Sam Altman was made privy to this decision on a video call with the board of directors. Unexpectedly, Greg Brockman wasn’t part of the discussion that led to the decision to remove Altman despite being the president. Soon after Altman’s announcement, Brockman was informed that he was being removed from the board but could stay in his role in the company. Yet, soon after, Brockman announced that he had quit.

An unexpectedly hit to the investors 

In the official statement, the board of directors said: “OpenAI was deliberately structured to advance our mission: to ensure that artificial general intelligence benefits all of humanity. The board remains fully committed to serving this mission. We are grateful for Sam’s many contributions to the founding and growth of OpenAI. At the same time, we believe new leadership is necessary as we move forward. As the leader of the company’s research, product, and safety functions, Mira is exceptionally qualified to step into the role of interim CEO. We have the utmost confidence in her ability to lead OpenAI during this transition period.”

Along with Altman’s removal, OpenAI’s leadership team appointed Mira Murati, the company’s chief technology officer, as interim CEO. Murati has been part of the leadership team for five years and has played a significant role in enhancing the company’s research, products, and operations.

One of the hardest hits of the decision came to OpenAI’s top investors, including Microsoft, Thrive Capital, and Sequoia Capital. Microsoft was completely blindsided by this announcement and only found out minutes before it was announced. The other investors became privy through social media. Microsoft’s investment in OpenAI has only grown through the years. In fact, Altman is credited with compelling Microsoft CEO Satya Nadella to commit $10 billion to the company. Currently, Microsoft’s cumulative investment in OpenAI is reportedly $13 billion.

With the heavy investment comes a mutually beneficial collaboration. Microsoft’s initial investment allowed OpenAI’s software to run on a Microsoft Azure-based supercomputing platform. In turn, Microsoft has used many aspects of OpenAI to improve its products, such as Bing Chat or Windows Copilot. Following the abrupt news, OpenAI’s investors were in talks to reinstate Altman.

Read more on Microsoft: The Odyssey of Bill Gates: On the way to building the Tech behemoth

Negotiations fall through: road to new beginnings 

Amidst speculations, Sam Altman and Greg Brockman returned to OpenAI’s headquarters in San Francisco for a possible negotiation and return to position. Interim CEO Mira Murati carried out the discussions. According to a report by Reuters, she relayed that she invited the former executives. Altman took to X to further prove the speculations. Wearing a guest badge in the OpenAI headquarters, he wrote, “First and last time I ever wear one of these”.

Natural-language region descriptions

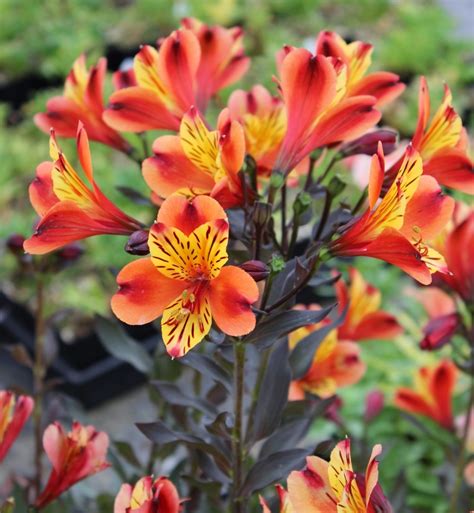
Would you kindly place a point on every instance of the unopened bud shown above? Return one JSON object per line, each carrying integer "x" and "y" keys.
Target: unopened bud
{"x": 15, "y": 244}
{"x": 257, "y": 269}
{"x": 336, "y": 186}
{"x": 262, "y": 213}
{"x": 368, "y": 143}
{"x": 277, "y": 264}
{"x": 70, "y": 253}
{"x": 137, "y": 243}
{"x": 302, "y": 203}
{"x": 374, "y": 402}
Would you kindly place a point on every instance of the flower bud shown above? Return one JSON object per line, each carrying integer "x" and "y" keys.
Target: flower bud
{"x": 15, "y": 244}
{"x": 336, "y": 186}
{"x": 374, "y": 402}
{"x": 137, "y": 243}
{"x": 367, "y": 144}
{"x": 262, "y": 213}
{"x": 257, "y": 269}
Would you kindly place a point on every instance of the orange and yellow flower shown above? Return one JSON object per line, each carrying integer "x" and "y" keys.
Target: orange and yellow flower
{"x": 148, "y": 495}
{"x": 69, "y": 208}
{"x": 14, "y": 412}
{"x": 334, "y": 487}
{"x": 185, "y": 280}
{"x": 83, "y": 102}
{"x": 73, "y": 456}
{"x": 263, "y": 119}
{"x": 318, "y": 110}
{"x": 394, "y": 229}
{"x": 364, "y": 320}
{"x": 442, "y": 143}
{"x": 190, "y": 66}
{"x": 198, "y": 160}
{"x": 336, "y": 363}
{"x": 357, "y": 56}
{"x": 432, "y": 395}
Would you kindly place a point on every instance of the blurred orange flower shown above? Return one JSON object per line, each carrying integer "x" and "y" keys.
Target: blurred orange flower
{"x": 432, "y": 394}
{"x": 14, "y": 412}
{"x": 148, "y": 495}
{"x": 73, "y": 456}
{"x": 82, "y": 102}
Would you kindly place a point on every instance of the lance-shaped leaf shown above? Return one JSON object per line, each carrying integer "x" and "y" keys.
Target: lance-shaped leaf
{"x": 172, "y": 394}
{"x": 161, "y": 434}
{"x": 279, "y": 324}
{"x": 273, "y": 468}
{"x": 123, "y": 347}
{"x": 302, "y": 355}
{"x": 273, "y": 393}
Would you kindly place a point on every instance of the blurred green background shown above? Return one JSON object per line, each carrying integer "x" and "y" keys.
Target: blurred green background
{"x": 40, "y": 40}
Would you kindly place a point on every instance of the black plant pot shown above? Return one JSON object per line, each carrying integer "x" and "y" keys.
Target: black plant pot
{"x": 84, "y": 369}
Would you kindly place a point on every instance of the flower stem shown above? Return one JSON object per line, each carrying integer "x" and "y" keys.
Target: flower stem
{"x": 238, "y": 505}
{"x": 38, "y": 379}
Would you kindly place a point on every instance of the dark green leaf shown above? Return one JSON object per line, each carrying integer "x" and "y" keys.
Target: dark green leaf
{"x": 123, "y": 347}
{"x": 273, "y": 468}
{"x": 273, "y": 393}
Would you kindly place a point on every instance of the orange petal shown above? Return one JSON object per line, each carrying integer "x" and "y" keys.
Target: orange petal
{"x": 348, "y": 120}
{"x": 41, "y": 192}
{"x": 309, "y": 489}
{"x": 428, "y": 211}
{"x": 384, "y": 86}
{"x": 395, "y": 249}
{"x": 135, "y": 109}
{"x": 452, "y": 167}
{"x": 231, "y": 295}
{"x": 169, "y": 170}
{"x": 187, "y": 215}
{"x": 143, "y": 292}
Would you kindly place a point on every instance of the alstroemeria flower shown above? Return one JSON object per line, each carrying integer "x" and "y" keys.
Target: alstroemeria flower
{"x": 334, "y": 487}
{"x": 443, "y": 318}
{"x": 263, "y": 119}
{"x": 82, "y": 102}
{"x": 14, "y": 412}
{"x": 394, "y": 229}
{"x": 199, "y": 160}
{"x": 189, "y": 66}
{"x": 73, "y": 456}
{"x": 185, "y": 280}
{"x": 432, "y": 395}
{"x": 336, "y": 363}
{"x": 222, "y": 62}
{"x": 384, "y": 86}
{"x": 70, "y": 209}
{"x": 458, "y": 248}
{"x": 442, "y": 144}
{"x": 319, "y": 113}
{"x": 149, "y": 495}
{"x": 364, "y": 320}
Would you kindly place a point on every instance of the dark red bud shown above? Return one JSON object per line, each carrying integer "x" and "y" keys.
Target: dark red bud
{"x": 137, "y": 243}
{"x": 368, "y": 143}
{"x": 374, "y": 402}
{"x": 258, "y": 270}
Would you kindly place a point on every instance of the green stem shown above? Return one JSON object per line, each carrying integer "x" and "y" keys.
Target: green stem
{"x": 39, "y": 371}
{"x": 238, "y": 502}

#### ASSIGNED TASK 1
Decide whether each statement agrees with the article on Altman's removal: (a) Microsoft learned of the announcement only minutes before it was made; (b) Mira Murati had been part of the leadership team for ten years; (c) Greg Brockman took part in the discussion that led to Altman's removal. For each, answer yes or no and quote the deciding words of the article.
#### ASSIGNED TASK 2
Return everything in the article on Altman's removal from "Along with Altman’s" down to "reportedly $13 billion.", word for word.
The items were taken from a separate source, unrelated to the article on Altman's removal.

#### WRITTEN REPLY 1
(a) Yes: "Microsoft was completely blindsided by this announcement and only found out minutes before it was announced."
(b) No: "Murati has been part of the leadership team for five years"
(c) No: "Unexpectedly, Greg Brockman wasn’t part of the discussion that led to the decision to remove Altman despite being the president."

#### WRITTEN REPLY 2
Along with Altman’s removal, OpenAI’s leadership team appointed Mira Murati, the company’s chief technology officer, as interim CEO. Murati has been part of the leadership team for five years and has played a significant role in enhancing the company’s research, products, and operations.

One of the hardest hits of the decision came to OpenAI’s top investors, including Microsoft, Thrive Capital, and Sequoia Capital. Microsoft was completely blindsided by this announcement and only found out minutes before it was announced. The other investors became privy through social media. Microsoft’s investment in OpenAI has only grown through the years. In fact, Altman is credited with compelling Microsoft CEO Satya Nadella to commit $10 billion to the company. Currently, Microsoft’s cumulative investment in OpenAI is reportedly $13 billion.